- **What is required**: Transcribe exactly the line that contains "<point>470,73</point>" and all lines following it to the end of the material below; omit everything else.

- **Task inputs**:
★ ★ ★ ★ ★ ★ ★
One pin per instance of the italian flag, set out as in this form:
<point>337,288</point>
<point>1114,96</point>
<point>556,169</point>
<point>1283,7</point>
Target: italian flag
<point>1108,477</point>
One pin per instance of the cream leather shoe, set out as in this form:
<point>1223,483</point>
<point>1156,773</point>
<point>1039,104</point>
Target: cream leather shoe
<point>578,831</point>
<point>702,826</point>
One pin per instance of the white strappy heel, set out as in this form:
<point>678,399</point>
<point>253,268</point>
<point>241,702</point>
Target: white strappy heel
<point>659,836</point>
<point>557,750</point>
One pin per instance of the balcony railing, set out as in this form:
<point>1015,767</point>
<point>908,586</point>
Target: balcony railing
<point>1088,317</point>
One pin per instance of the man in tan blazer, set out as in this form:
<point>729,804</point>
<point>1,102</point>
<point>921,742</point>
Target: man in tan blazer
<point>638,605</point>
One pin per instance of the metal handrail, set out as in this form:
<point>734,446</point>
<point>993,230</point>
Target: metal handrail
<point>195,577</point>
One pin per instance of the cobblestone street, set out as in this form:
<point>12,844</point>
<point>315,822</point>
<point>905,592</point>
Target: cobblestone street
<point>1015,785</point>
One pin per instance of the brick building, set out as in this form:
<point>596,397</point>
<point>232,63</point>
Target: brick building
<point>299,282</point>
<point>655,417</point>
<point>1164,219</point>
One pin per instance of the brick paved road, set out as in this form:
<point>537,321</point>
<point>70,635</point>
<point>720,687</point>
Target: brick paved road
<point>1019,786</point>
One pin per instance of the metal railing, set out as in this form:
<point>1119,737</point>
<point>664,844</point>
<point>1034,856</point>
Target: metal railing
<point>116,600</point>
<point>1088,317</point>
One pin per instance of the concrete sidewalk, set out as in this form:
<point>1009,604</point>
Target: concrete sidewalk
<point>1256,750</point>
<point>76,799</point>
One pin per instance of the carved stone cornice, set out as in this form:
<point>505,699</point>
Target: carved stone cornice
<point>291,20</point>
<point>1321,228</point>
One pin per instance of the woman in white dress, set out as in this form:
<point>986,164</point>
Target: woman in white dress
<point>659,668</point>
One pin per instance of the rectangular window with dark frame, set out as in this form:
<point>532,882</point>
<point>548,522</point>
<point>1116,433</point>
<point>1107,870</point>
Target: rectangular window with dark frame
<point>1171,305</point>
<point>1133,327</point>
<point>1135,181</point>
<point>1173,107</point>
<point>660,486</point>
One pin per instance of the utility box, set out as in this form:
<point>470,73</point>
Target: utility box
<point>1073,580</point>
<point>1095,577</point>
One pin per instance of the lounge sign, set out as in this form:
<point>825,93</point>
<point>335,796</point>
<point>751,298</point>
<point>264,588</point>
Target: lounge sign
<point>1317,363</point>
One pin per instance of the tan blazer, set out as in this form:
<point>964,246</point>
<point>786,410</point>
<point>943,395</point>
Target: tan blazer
★ ★ ★ ★ ★ ★ ★
- **Written reply**:
<point>470,73</point>
Target: utility box
<point>1073,580</point>
<point>1095,577</point>
One pin per instance of the lounge sign, set out as in this form:
<point>825,93</point>
<point>335,796</point>
<point>751,298</point>
<point>264,588</point>
Target: lounge sign
<point>1317,363</point>
One pin per instance of the tan blazer, set out as in this form:
<point>964,246</point>
<point>786,410</point>
<point>943,395</point>
Target: tan blazer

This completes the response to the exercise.